■ Exercice 1: Reproduisez mot pour mot le passage du récit de randonnée ci-dessous qui va de « Tout en papotant » jusqu'à « à la contemplation. ».
■ Exercice 2: Rédigez la suite du récit de randonnée au-dessus du Cirque de Salazie, en commençant juste après sa dernière phrase.

====== Texte à lire

Tout en papotant avec cette encyclopédie vivante de la forêt primaire, nous voilà rendus au point d'arrivée, une grande clairière bien verte où se déploient quantité d'arums épanouis.

Au bord de la falaise, une barrière en bois, une table d'orientation et le magnifique panorama. Le Cirque de Salazie s'étend sous nos pieds et tous ses remparts s'offrent à notre regard. Tout autour du gîte, petite maison de bois, des tables de pique-nique et des barbecues en pierre invitent à la pause, au calme et à la contemplation.

Les marcheurs émérites, chèvres et autres bouquetins, ne feront qu'une courte halte, pour continuer leur galopade vers le Trou de Fer ou le sommet du Piton des Neiges, comme l'indiquent les balisages spécialement installés à leur intention. Nous, valeureux pingouins arrivés à destination, sortons de nos sacs quelques en-cas et profitons du paysage en grignotant nos biscuits bien mérités.

============
====== Données recueillies

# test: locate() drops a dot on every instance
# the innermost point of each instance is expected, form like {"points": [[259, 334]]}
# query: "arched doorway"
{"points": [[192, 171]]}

============

■ Résultat 1:
Tout en papotant avec cette encyclopédie vivante de la forêt primaire, nous voilà rendus au point d'arrivée, une grande clairière bien verte où se déploient quantité d'arums épanouis.

Au bord de la falaise, une barrière en bois, une table d'orientation et le magnifique panorama. Le Cirque de Salazie s'étend sous nos pieds et tous ses remparts s'offrent à notre regard. Tout autour du gîte, petite maison de bois, des tables de pique-nique et des barbecues en pierre invitent à la pause, au calme et à la contemplation.

■ Résultat 2:
Finalement, c'était bien la peine de risquer un torticoli en regardant cette crête que je croyais inaccessible ! Elle était chouette, cette balade, elle ne nous a même pas amputé d'un mollet. Et maintenant que les nuages ont grignoté les sommets, il suffit de redescendre dans la vallée, pour, nous aussi, aller se régaler d'un bon gratin chouchou...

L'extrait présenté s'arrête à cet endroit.